- [TEXTE FOURNI]
* * *
Le séjour dans un pays aussi bouleversé ne devait rien avoir de bien séduisant ; Jean-sans-Terre, pour complaire à son nouvel allié et se l'attacher davantage, envoya à Renaud, le 29 mai 1200, de la Roche-Orival, un sauf-conduit où il disait : Si, à cause de la guerre qui ravage le Boulonnais, le comte de Boulogne veut venir en Angleterre, il pourra s'y retirer, y rester ou en repartir à sa guise, en toute liberté, lui, sa femme et sa fille. Puis, comme le roi d'Angleterre n'aurait pas été fâché de voir Mahaud, la jeune fille du comte et l'héritière du Boulonnais, épouser quelqu'un de-ses barons, il ajoutait : S'il arrive que le comte Renaud veuille marier sa fille à un de nos barons, il pourra le faire suivant les coutumes du Boulonnais. Mais Renaud ne profita pas de ces avances et ne répondit pas aux offres qui lui étaient faites. Un événement survenu à quelque temps de là mit en balance sa rancune et son intérêt : son père étant mort le 20 septembre 1200, Renaud ne pouvait entrer en possession de son fief héréditaire que du consentement du roi de France. Il lui fallait donc opter entre son héritage et son ressentiment contre Philippe-Auguste.

Le vieux seigneur de Dammartin s'était retiré dans sa terre de Lillebonne, alors sous la domination anglaise. Sentant venir sa fin ; il avait appelé les siens auprès de lui : sa femme, Mabilie, sa bru, Ide de Boulogne, ses fils Renaud, Raoul et Simon. Le 20 septembre, il donna à l'abbaye de Chaalis vingt sous parisis de revenus à prendre sur le cens de Dammartin, et quarante sous au prieuré de Saint-Leu d'Esserent, plus une mesure de blé par an pour les pauvres du prieuré. Mabilie et Renaud apposèrent leur sceau sur ces deux donations. Le même jour, Aubri mourut. Son corps fut transporté à Jumièges, où on l'ensevelit. Renaud, agissant comme chef et du consentement de sa famille, donna aux moines de cette abbaye onze livres de rente à percevoir à Lillebonne, dans le fief Vascher, afin que des prières fussent dites pour l'âme de son père.

Entre temps, Jean-sans-Terre, prévoyant que la paix ne serait pas de longue durée, continuait à consolider ses alliances et tâchait de s'en créer de nouvelles, surtout parmi les seigneurs flamands. Il les flatte, les favorise de donations : il accorde une rente annuelle de cent livres sterling à Gérard, prévôt de Bruges (Westminster, 20 avril 1200), et le, même jour, Baudouin de Guines et Guillaume le Maréchal concluent un échange de terres sous son autorité suzeraine. Il autorise les marchands de Flandre à aller et venir librement dans ses domaines, et à y jouir des droits accordés par eux aux marchands anglais en Flandre et dans le Hainaut. Il donne à Thibaut, comte de Bar, un château avec ses dépendances, d'une valeur de 250 livres sterling (19 août). A Baudouin, comte d'Aumale, il confirme le droit de tenir de lui en fief le bourg de Heddun (13 décembre). Enfin il confie à Richard le Flamand le poste de vicomte de Cornouailles et le château de Lancaveton (9 janvier 1201)[3].
* * *
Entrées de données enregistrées

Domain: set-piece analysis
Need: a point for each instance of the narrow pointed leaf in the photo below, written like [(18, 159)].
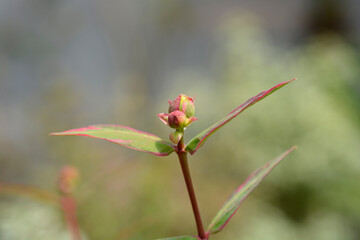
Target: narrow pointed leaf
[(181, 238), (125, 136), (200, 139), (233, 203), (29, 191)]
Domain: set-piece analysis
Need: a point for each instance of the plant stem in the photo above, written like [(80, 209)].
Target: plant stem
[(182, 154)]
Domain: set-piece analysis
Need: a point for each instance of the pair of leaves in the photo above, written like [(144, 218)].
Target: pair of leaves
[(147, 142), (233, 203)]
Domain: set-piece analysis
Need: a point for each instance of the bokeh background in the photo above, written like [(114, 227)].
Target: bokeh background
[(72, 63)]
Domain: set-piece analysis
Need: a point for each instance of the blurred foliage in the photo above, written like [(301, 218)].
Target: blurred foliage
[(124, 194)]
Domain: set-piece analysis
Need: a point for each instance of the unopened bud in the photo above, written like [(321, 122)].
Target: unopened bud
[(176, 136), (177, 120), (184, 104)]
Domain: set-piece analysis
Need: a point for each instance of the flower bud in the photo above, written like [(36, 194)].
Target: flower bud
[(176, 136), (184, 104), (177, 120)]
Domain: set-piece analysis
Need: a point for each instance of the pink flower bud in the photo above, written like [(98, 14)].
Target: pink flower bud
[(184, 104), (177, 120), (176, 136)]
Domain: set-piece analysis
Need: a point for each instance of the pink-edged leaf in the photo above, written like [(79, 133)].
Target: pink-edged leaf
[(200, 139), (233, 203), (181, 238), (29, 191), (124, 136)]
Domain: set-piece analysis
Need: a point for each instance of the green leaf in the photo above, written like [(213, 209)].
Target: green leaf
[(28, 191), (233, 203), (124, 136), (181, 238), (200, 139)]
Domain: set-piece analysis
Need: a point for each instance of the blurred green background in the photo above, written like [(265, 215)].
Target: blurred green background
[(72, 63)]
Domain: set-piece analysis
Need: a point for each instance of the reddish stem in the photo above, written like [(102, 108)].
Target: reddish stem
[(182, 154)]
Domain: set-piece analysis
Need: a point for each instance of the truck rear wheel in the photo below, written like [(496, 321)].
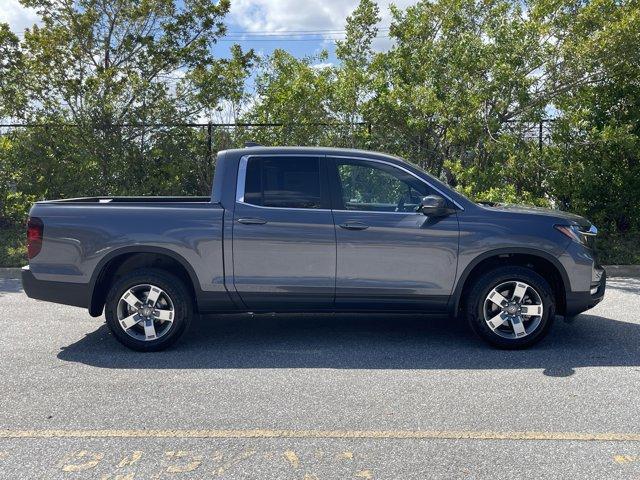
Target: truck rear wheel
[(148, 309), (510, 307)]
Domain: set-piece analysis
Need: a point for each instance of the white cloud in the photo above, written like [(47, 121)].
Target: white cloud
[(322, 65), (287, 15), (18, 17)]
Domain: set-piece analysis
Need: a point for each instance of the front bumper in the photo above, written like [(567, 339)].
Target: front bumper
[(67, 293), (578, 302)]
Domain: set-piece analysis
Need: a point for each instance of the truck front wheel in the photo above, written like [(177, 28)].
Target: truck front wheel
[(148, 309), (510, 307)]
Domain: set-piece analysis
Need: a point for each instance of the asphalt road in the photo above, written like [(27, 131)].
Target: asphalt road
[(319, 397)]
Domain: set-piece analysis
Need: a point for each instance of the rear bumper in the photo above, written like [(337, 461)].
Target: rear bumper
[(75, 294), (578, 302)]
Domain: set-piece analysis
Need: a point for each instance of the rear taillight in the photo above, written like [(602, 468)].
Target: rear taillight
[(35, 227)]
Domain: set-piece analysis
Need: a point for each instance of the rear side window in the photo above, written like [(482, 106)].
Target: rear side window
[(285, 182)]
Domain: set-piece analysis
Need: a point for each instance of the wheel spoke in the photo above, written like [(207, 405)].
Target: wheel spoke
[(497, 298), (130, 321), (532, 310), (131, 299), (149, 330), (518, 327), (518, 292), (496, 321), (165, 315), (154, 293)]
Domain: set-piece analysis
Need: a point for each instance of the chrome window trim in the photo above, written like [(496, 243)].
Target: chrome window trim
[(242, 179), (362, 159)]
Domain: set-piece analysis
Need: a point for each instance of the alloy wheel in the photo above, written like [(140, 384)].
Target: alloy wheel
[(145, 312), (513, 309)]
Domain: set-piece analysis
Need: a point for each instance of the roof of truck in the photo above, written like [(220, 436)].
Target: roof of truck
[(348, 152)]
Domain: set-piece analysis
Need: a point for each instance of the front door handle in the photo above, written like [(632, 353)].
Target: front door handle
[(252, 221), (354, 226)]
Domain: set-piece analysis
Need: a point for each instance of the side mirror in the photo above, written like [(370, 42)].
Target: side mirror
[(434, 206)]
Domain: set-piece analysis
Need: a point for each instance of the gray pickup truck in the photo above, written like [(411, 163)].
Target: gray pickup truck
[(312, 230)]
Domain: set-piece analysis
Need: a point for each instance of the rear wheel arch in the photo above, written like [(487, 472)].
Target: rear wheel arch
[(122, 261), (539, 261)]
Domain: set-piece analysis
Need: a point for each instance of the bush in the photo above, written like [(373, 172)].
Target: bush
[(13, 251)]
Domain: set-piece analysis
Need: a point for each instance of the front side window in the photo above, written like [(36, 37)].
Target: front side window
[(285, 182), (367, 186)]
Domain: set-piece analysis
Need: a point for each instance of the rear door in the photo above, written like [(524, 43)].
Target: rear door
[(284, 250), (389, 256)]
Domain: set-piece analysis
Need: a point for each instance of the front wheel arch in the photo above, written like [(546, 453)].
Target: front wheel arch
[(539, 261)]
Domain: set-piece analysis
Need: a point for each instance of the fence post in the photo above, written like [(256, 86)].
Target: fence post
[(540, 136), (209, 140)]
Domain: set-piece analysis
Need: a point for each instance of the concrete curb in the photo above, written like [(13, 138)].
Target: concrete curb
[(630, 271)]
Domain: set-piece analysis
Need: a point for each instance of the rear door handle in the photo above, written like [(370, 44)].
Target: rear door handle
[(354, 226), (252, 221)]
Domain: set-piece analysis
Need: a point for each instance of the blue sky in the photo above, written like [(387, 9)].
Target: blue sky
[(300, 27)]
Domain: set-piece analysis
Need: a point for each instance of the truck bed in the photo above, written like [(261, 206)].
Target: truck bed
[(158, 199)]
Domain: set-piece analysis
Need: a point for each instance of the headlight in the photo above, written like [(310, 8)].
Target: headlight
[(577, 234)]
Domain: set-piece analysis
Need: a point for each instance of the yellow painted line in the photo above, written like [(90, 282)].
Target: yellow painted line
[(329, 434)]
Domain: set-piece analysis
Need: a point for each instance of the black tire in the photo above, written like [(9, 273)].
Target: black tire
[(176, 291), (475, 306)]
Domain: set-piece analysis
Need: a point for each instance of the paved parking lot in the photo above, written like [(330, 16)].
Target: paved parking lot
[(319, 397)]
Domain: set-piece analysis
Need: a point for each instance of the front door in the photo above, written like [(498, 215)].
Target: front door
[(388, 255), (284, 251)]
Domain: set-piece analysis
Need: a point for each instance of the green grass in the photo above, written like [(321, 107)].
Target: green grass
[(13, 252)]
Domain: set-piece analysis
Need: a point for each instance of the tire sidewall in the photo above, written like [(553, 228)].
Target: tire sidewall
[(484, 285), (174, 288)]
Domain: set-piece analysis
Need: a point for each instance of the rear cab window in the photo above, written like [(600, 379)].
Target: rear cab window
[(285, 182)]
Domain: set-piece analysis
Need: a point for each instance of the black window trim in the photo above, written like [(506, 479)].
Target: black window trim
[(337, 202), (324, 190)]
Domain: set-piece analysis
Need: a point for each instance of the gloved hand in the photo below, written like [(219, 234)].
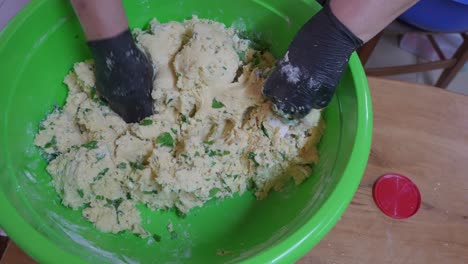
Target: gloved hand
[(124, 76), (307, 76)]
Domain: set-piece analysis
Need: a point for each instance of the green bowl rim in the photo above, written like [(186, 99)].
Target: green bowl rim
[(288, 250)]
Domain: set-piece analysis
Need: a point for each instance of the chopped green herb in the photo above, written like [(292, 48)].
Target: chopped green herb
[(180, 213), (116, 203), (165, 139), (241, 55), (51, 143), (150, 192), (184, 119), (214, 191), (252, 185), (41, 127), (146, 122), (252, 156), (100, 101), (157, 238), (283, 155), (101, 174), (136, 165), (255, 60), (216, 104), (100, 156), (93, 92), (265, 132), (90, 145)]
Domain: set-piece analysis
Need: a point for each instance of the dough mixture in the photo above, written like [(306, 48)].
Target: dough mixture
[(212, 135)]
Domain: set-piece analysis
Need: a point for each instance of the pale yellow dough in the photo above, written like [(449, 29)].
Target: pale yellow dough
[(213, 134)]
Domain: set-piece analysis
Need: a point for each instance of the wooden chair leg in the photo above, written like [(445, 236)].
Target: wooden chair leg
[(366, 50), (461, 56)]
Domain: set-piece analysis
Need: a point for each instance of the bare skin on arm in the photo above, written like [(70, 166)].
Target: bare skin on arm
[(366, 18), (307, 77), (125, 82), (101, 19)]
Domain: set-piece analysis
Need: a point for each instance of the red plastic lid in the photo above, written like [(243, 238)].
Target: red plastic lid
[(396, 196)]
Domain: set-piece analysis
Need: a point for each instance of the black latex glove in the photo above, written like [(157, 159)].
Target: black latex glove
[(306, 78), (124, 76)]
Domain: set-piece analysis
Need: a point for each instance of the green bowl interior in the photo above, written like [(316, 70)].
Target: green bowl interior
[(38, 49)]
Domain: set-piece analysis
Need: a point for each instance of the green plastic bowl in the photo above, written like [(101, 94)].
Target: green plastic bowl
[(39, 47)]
* * *
- [SÉRIE D'EXERCICES]
#1 Recopiez le passage du texte sur le comte Renaud qui commence par "Le vieux seigneur" et se poursuit jusqu'à "de son père.".
#2 Dans le texte sur le comte Renaud, quelles personnes de sa famille le vieux seigneur de Dammartin appela-t-il auprès de lui en sentant venir sa fin ?
#3 Poursuivez le texte sur le comte Renaud à partir de l'endroit où il s'arrête.

- [CORRIGÉ]
#1
Le vieux seigneur de Dammartin s'était retiré dans sa terre de Lillebonne, alors sous la domination anglaise. Sentant venir sa fin ; il avait appelé les siens auprès de lui : sa femme, Mabilie, sa bru, Ide de Boulogne, ses fils Renaud, Raoul et Simon. Le 20 septembre, il donna à l'abbaye de Chaalis vingt sous parisis de revenus à prendre sur le cens de Dammartin, et quarante sous au prieuré de Saint-Leu d'Esserent, plus une mesure de blé par an pour les pauvres du prieuré. Mabilie et Renaud apposèrent leur sceau sur ces deux donations. Le même jour, Aubri mourut. Son corps fut transporté à Jumièges, où on l'ensevelit. Renaud, agissant comme chef et du consentement de sa famille, donna aux moines de cette abbaye onze livres de rente à percevoir à Lillebonne, dans le fief Vascher, afin que des prières fussent dites pour l'âme de son père.

#2 Sa femme Mabilie, sa bru Ide de Boulogne et ses fils Renaud, Raoul et Simon.

#3
Renaud de Dammartin ne fut pas un des moins favorisés : il reçut l'autorisation de faire tenir une foire à Norton, dans le comté d'Oxford, du 1er au 3 mai de chaque année (Chelmesford, 21 mars 1201) ; le 4 avril suivant, Jean-sans-Terre déclara que les habitants de Boulogne seraient exempts de payer le droit de lestage en Angleterre, conformément à la charte que son père Henri leur avait autrefois octroyée, et il prit sous sa protection, en temps de paix comme en temps de guerre, les habitants de Calais, qu'il exempta de tous péages dans ses États[4]. Ces avantages accordés coup sur coup à Renaud de Dammartin et à ses sujets témoignent du désir qu'avait le roi d'Angleterre de le conserver au service de sa cause. Peut-être le sentait-il déjà se détacher de lui peu à peu.

Profitant de l'espèce d'accalmie qui régnait, Foulques de Neuilly, qui depuis quelque temps déjà prêchait une nouvelle croisade, parvint à décider un grand mouvement en faveur de la défense des Lieux-Saints. Le mercredi des Cendres de l'an 1201, le comte de Flandres prit la croix dans l'église de Saint-Donatien de Bruges, et une foule de nobles flamands suivit son exemple. Renaud de Dammartin, après avoir conclu un traité avec le comte de Ponthieu, contre, lequel il était presque toujours en guerre, se croisa également, ainsi que la comtesse Ide[5]. Mais lorsque Baudouin IX, Hugues de Saint-Pol et les autres croisés se mirent en route, en avril 1202, pour cette expédition qui fut détournée de son but et aboutit à la fondation d'un Empire chrétien d'Orient, le comte de Boulogne ne les suivit pas.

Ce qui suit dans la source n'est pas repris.